> _実施事項_
a - 以下の東和圏域マネージャーのコラムのうち、「もともと、振り返る事はしない」から「即時、最高裁に上告しました。」までを一字一句違えずに書き写してください。
b - 以下に掲げる東和圏域マネージャーのコラムについて、最後の文の後から続きを書き進めてください。

> _ページ抜粋_
┏━━
平成20年度 東和圏域マネージャーコラム バックナンバー
平成21年3月
4月に圏域マネージャーになり、ア~っという間にもう3月。
1年過ぎるのは早いものですね。ばたばたと動いていて、ふと後ろを振り返ってみると、な~んにもできていませんでした。
人が歩いた後には道ができると聞きましたが、どんな道ができたのでしょうか?
もともと、振り返る事はしない人生を過ごしてきた50年なので、これからも前だけ向いて突っ走っていこうと思います。
まだまだ走り続けて倒れる時には前向きに倒れます。(By 坂本龍馬)

平成21年1月
前回のコラムで少し紹介させて頂いた、冤罪の控訴審の判決公判の傍聴に行きました。
期待していたこととはまったく反対の「有罪判決」がでました。弁護側が提出した事実認定を却下して、淡々と主文を読み上げる裁判官をみていると、空恐ろしさを覚え身震いがしました。ご家族、弁護団は即時、最高裁に上告しました。
┗━━
> _提供データ_
┏━━
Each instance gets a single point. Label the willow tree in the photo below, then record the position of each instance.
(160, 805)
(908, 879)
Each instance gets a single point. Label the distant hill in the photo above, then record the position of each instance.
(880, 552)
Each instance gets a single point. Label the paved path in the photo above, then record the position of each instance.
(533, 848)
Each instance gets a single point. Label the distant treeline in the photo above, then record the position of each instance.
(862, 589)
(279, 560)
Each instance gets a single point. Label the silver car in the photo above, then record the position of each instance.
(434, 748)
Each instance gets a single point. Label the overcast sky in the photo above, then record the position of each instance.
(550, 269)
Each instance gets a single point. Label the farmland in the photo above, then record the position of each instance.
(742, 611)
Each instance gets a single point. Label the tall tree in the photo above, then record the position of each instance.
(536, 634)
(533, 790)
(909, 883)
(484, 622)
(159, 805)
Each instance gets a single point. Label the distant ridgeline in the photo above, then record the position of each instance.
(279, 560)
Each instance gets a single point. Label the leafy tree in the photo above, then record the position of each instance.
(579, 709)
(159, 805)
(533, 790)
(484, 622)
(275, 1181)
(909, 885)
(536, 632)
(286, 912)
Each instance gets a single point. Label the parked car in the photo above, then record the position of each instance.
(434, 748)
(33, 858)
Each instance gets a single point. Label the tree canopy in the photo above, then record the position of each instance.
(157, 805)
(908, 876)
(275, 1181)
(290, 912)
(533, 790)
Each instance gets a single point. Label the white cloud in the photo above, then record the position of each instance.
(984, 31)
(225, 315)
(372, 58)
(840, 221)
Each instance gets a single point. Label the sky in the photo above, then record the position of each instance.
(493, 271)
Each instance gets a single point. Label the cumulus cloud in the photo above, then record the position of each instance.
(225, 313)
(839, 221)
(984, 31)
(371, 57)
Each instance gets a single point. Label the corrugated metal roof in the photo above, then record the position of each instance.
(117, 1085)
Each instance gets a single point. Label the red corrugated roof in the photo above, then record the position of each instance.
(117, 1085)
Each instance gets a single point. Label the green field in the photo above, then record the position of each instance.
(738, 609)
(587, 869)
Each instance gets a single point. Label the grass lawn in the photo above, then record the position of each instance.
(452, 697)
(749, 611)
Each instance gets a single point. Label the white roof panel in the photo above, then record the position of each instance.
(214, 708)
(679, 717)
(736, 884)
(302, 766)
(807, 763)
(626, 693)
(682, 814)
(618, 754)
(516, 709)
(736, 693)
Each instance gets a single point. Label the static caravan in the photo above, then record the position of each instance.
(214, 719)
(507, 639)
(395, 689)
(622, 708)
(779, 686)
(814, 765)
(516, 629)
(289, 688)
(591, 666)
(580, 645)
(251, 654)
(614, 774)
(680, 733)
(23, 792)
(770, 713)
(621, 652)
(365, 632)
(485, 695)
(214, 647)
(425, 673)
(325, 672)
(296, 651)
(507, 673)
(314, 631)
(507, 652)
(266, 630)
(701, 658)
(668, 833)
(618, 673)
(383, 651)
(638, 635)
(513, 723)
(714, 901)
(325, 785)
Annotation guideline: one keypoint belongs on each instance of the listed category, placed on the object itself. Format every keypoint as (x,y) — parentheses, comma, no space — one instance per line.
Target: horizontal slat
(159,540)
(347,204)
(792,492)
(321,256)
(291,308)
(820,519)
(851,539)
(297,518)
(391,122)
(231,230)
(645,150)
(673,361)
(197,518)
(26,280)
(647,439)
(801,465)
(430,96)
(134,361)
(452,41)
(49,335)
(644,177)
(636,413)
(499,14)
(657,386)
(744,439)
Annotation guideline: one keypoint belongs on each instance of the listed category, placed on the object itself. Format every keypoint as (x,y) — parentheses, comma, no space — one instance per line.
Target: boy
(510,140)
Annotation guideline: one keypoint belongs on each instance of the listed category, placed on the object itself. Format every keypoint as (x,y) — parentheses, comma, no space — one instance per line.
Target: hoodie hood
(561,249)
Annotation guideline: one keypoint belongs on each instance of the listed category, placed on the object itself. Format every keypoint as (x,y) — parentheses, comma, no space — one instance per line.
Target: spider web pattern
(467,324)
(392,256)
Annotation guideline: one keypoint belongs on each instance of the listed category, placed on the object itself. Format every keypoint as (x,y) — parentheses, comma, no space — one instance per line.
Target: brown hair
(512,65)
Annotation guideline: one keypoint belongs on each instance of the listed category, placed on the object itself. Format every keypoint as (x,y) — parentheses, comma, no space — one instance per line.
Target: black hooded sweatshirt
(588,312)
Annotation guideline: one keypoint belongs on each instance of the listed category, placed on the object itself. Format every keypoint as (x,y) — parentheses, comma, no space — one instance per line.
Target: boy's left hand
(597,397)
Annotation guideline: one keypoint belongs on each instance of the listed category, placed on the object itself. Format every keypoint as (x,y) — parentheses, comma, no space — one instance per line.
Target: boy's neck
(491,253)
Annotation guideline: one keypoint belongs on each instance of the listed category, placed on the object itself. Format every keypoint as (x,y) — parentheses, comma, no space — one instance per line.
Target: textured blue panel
┗━━
> _回答一覧_
a -
もともと、振り返る事はしない人生を過ごしてきた50年なので、これからも前だけ向いて突っ走っていこうと思います。
まだまだ走り続けて倒れる時には前向きに倒れます。(By 坂本龍馬)

平成21年1月
前回のコラムで少し紹介させて頂いた、冤罪の控訴審の判決公判の傍聴に行きました。
期待していたこととはまったく反対の「有罪判決」がでました。弁護側が提出した事実認定を却下して、淡々と主文を読み上げる裁判官をみていると、空恐ろしさを覚え身震いがしました。ご家族、弁護団は即時、最高裁に上告しました。

b -
被害者の方の心情を思えば、心についた傷の深さははかり知れません。しかし、無実の青年がいわれ無き罪をきせられて、何百日も拘留されることは人権侵害です。このようなでたらめな裁判が行われていることを目の当たりにして、日本はいつから国民を守れない国になってしまったのか?と思いしらせれてしまいました。
これからも、彼とご家族の苦しい闘いは続きます。私は支援をし続けていきたいと思っています。
また、この事件に関してたくさんの方から、署名をいただきました。この場をお借りして深く御礼を申しあげます。今後もご支援をよろしくお願いいたします
平成21年1月
最近ニュースを見ていると、知的障害者が事件を起こし、実名で報道される事があいついでいます。
それを見るたびに、しっかりと取り調べが(知的障害者の支援の専門家が同席して)行われているのかが、とても気になります。中には、警察が犯人を特定して、きちんと証拠を集めず自白重視で、起訴して検察もそれをうけ、裁判所も間違った判決を下しているのではないか?と感じることが多いです。私もいま、一件の裁判に少しだけですが関わらせてもらっていますが、これは明らかに冤罪だと思います。
犯罪を起こす人もいますが、起こしてもいない罪を背負い、罰を受けることは間違っているとおもいます。みなさん、この事件について興味がありましたら、是非東和圏域マネージャーの村山までご連絡ください。
声をあげても取り上げてももらえず、人権を傷つけられ、その傍らで真犯人はほくそ笑みながら、次の犯罪を引き起こしているかもしれません。
平成20年12月
かりいほがきた!
みなさん覚えていますか?9月号で紹介した、栃木県大田原市にある入所更正施設「かりいほ」のことを。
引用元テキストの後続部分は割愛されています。